Reproduce all of the data exactly.

Information provided section start

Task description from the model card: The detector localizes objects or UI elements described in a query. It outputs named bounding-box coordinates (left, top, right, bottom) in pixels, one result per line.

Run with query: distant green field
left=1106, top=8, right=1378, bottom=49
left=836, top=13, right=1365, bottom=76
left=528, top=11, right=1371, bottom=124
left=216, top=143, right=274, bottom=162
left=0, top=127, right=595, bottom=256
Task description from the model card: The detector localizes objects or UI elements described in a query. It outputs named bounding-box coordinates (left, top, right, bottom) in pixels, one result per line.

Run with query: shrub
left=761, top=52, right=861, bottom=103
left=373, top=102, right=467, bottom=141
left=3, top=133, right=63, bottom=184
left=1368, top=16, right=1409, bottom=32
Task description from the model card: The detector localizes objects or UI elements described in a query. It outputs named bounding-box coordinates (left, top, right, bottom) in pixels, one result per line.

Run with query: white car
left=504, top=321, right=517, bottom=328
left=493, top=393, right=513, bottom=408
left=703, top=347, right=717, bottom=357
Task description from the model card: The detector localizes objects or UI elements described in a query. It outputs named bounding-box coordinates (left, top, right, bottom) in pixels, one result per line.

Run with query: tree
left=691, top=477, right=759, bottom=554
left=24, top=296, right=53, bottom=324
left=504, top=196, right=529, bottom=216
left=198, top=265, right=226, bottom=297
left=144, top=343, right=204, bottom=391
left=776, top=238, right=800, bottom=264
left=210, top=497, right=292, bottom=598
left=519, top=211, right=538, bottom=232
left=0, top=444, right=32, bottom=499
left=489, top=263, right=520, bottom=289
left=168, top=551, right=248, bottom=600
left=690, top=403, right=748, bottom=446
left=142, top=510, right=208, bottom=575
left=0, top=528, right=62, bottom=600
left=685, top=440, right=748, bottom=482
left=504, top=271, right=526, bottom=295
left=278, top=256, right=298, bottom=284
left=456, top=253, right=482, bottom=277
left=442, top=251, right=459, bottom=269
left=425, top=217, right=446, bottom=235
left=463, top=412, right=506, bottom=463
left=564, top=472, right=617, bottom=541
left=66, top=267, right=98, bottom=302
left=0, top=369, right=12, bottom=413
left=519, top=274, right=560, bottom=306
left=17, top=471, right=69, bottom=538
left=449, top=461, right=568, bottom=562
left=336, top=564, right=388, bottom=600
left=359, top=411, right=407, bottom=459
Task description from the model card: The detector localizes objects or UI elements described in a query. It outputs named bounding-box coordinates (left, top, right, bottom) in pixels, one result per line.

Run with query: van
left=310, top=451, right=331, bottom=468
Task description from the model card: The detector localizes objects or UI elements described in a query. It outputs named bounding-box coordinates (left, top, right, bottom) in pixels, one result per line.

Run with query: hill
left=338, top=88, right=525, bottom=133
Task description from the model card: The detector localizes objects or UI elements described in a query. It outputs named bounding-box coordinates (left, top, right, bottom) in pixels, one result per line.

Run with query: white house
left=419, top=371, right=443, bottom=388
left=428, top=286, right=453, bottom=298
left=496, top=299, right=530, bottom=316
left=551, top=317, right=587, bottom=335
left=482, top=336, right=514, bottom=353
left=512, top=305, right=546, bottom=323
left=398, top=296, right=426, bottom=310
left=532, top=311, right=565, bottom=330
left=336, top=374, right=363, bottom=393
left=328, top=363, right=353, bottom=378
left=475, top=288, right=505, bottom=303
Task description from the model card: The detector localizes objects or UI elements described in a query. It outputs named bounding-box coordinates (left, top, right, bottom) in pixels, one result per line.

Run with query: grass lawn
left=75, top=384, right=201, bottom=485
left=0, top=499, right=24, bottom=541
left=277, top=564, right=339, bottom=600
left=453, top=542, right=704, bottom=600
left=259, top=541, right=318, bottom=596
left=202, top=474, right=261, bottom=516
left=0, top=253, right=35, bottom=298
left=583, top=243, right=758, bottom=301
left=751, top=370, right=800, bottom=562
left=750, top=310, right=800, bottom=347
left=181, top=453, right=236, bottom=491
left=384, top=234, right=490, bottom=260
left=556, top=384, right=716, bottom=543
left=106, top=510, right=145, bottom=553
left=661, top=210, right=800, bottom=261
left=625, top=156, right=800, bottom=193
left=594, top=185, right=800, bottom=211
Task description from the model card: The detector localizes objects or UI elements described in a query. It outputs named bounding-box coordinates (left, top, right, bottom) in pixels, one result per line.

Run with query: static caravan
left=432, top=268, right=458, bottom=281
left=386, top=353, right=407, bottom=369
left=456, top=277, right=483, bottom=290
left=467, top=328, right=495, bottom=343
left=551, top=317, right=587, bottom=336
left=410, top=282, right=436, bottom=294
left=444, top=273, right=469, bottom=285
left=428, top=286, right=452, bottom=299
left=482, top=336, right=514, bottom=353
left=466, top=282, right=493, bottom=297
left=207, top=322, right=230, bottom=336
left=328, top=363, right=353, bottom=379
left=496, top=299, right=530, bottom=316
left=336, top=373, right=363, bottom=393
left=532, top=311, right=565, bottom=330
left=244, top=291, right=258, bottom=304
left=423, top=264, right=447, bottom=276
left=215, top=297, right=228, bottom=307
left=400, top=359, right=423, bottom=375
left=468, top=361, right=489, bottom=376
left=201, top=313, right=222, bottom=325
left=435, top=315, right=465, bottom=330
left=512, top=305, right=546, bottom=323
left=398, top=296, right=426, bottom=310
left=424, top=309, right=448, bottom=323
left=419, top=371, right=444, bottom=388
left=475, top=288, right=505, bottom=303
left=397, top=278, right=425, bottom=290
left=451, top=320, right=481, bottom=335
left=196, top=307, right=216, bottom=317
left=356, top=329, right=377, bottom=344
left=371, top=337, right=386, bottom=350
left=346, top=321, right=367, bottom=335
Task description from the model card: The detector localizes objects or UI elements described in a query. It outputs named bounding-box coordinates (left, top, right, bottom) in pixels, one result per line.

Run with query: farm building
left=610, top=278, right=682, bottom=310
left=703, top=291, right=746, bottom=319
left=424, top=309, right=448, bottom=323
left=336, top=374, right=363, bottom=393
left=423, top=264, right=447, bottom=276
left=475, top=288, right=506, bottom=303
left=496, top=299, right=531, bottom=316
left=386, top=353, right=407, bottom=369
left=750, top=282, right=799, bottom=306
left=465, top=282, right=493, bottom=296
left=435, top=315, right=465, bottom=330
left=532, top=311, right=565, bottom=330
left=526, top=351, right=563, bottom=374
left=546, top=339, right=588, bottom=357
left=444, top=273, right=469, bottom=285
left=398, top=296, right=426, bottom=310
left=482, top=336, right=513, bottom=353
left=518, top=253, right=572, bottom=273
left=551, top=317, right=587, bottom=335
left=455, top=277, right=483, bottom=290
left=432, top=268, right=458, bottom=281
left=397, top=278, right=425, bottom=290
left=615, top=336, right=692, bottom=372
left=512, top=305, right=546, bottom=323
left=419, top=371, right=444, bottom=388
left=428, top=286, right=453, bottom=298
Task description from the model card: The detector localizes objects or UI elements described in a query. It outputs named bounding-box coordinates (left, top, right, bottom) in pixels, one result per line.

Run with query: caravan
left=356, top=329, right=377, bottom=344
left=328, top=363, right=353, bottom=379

Information provided section end

### Task solution
Task description from the model card: The detector localizes objects or UI elements described in a query. It outputs named bounding-box coordinates (left, top, right, bottom) in pixels, one result per line.

Run with query: distant green field
left=1106, top=8, right=1378, bottom=49
left=836, top=13, right=1365, bottom=76
left=528, top=11, right=1371, bottom=124
left=216, top=143, right=274, bottom=162
left=0, top=127, right=595, bottom=256
Task description from the model card: The detector localizes objects or UI elements described in a query. It outputs named bounding-box coordinates (left, top, right, bottom) in pixels, one result per line.

Run with query: shrub
left=761, top=52, right=861, bottom=103
left=373, top=102, right=467, bottom=141
left=3, top=133, right=63, bottom=184
left=1368, top=16, right=1409, bottom=32
Task description from the model card: The detector localizes objects or UI elements described in a query. It outputs named bounding-box coordinates (left, top, right, bottom) in pixels, one result per line.

Run with query: white car
left=504, top=321, right=517, bottom=328
left=493, top=393, right=513, bottom=408
left=703, top=347, right=717, bottom=357
Task description from the model card: The detector localizes objects or UI elements described in a query. It outputs named bounding-box coordinates (left, top, right, bottom) in pixels, one result per line.

Run with query: tree
left=691, top=477, right=759, bottom=554
left=24, top=296, right=53, bottom=324
left=504, top=196, right=529, bottom=216
left=198, top=265, right=226, bottom=297
left=144, top=343, right=204, bottom=391
left=776, top=238, right=800, bottom=264
left=210, top=497, right=292, bottom=598
left=519, top=211, right=538, bottom=232
left=0, top=444, right=32, bottom=499
left=489, top=263, right=520, bottom=289
left=168, top=551, right=248, bottom=600
left=690, top=403, right=748, bottom=446
left=142, top=510, right=208, bottom=575
left=0, top=528, right=62, bottom=600
left=685, top=440, right=748, bottom=482
left=504, top=271, right=526, bottom=295
left=278, top=256, right=298, bottom=284
left=456, top=253, right=482, bottom=277
left=442, top=251, right=459, bottom=269
left=425, top=217, right=446, bottom=235
left=463, top=412, right=506, bottom=463
left=564, top=472, right=617, bottom=541
left=66, top=267, right=98, bottom=302
left=0, top=369, right=12, bottom=413
left=519, top=274, right=560, bottom=306
left=17, top=471, right=69, bottom=538
left=449, top=461, right=568, bottom=562
left=336, top=564, right=388, bottom=600
left=359, top=411, right=407, bottom=459
Task description from the model card: The detector localizes objects or UI elements described in a query. It outputs named bounding-box coordinates (left, top, right, bottom) in pixels, one result per line.

Run with query: van
left=310, top=451, right=331, bottom=468
Task description from the model card: The detector localizes objects or UI elements described in a query. It outputs named bounding-box coordinates (left, top, right, bottom) in pixels, one result per line.

Run with query: hill
left=338, top=88, right=525, bottom=133
Task description from the model card: The detector localizes objects or UI elements described in a query. It outputs named bounding-box coordinates (left, top, right, bottom) in pixels, one result per line.

Run with query: white house
left=419, top=371, right=443, bottom=388
left=428, top=286, right=453, bottom=298
left=496, top=299, right=530, bottom=316
left=551, top=317, right=587, bottom=335
left=482, top=336, right=514, bottom=353
left=512, top=305, right=546, bottom=323
left=398, top=296, right=426, bottom=310
left=532, top=311, right=565, bottom=330
left=336, top=374, right=363, bottom=393
left=328, top=363, right=353, bottom=378
left=475, top=288, right=505, bottom=303
Task description from the model card: The detector localizes objects or UI elements described in a query. It outputs named bounding-box coordinates (left, top, right, bottom) in pixels, one result per line.

Run with query: grass lawn
left=75, top=384, right=201, bottom=485
left=0, top=499, right=24, bottom=541
left=277, top=564, right=339, bottom=600
left=453, top=542, right=704, bottom=600
left=259, top=541, right=318, bottom=596
left=202, top=474, right=261, bottom=516
left=0, top=253, right=35, bottom=298
left=583, top=243, right=758, bottom=301
left=751, top=370, right=800, bottom=562
left=750, top=310, right=800, bottom=347
left=181, top=453, right=236, bottom=491
left=384, top=234, right=490, bottom=260
left=556, top=384, right=716, bottom=543
left=106, top=510, right=145, bottom=553
left=661, top=210, right=800, bottom=261
left=625, top=156, right=800, bottom=193
left=594, top=185, right=800, bottom=211
Task description from the model card: The detector localizes objects or UI elements described in a query. It outputs named bounding-box coordinates (left, top, right, bottom) in pixels, one result per line.

Run with query: static caravan
left=432, top=268, right=458, bottom=281
left=386, top=353, right=407, bottom=369
left=456, top=277, right=483, bottom=290
left=467, top=328, right=495, bottom=343
left=551, top=317, right=587, bottom=336
left=410, top=282, right=436, bottom=294
left=444, top=273, right=469, bottom=285
left=428, top=286, right=452, bottom=299
left=482, top=336, right=514, bottom=353
left=466, top=282, right=493, bottom=297
left=207, top=322, right=230, bottom=336
left=328, top=363, right=353, bottom=379
left=496, top=299, right=530, bottom=316
left=336, top=373, right=363, bottom=393
left=532, top=311, right=565, bottom=330
left=244, top=291, right=258, bottom=304
left=423, top=264, right=447, bottom=276
left=215, top=297, right=228, bottom=307
left=400, top=359, right=423, bottom=375
left=468, top=361, right=489, bottom=376
left=201, top=313, right=222, bottom=325
left=435, top=315, right=465, bottom=330
left=512, top=305, right=546, bottom=323
left=398, top=296, right=426, bottom=310
left=424, top=309, right=448, bottom=323
left=419, top=371, right=444, bottom=388
left=475, top=288, right=505, bottom=303
left=397, top=278, right=425, bottom=290
left=451, top=320, right=481, bottom=335
left=196, top=307, right=216, bottom=317
left=356, top=329, right=377, bottom=344
left=371, top=337, right=386, bottom=350
left=346, top=321, right=367, bottom=335
Task description from the model card: The detector localizes objects or UI elements described in a query. It outputs named bounding-box coordinates (left, top, right, bottom) in pixels, one result per line.

Run with query: farm building
left=610, top=278, right=682, bottom=310
left=703, top=291, right=746, bottom=319
left=424, top=309, right=448, bottom=323
left=336, top=374, right=363, bottom=393
left=423, top=264, right=447, bottom=276
left=475, top=288, right=506, bottom=303
left=496, top=299, right=531, bottom=316
left=386, top=353, right=407, bottom=369
left=750, top=282, right=799, bottom=306
left=465, top=282, right=493, bottom=296
left=435, top=315, right=465, bottom=330
left=532, top=311, right=565, bottom=330
left=526, top=351, right=563, bottom=374
left=546, top=339, right=588, bottom=357
left=444, top=273, right=469, bottom=285
left=398, top=296, right=426, bottom=310
left=482, top=336, right=513, bottom=353
left=518, top=253, right=572, bottom=273
left=551, top=317, right=587, bottom=335
left=455, top=277, right=483, bottom=290
left=432, top=268, right=458, bottom=281
left=397, top=278, right=425, bottom=290
left=615, top=336, right=692, bottom=372
left=512, top=305, right=546, bottom=323
left=419, top=371, right=444, bottom=388
left=428, top=286, right=453, bottom=298
Task description from the model card: The detector localizes objects or UI elements described in a query. It outputs named bounding-box coordinates (left, top, right, bottom) in pixels, one result per line.

Run with query: caravan
left=356, top=329, right=377, bottom=344
left=328, top=363, right=353, bottom=379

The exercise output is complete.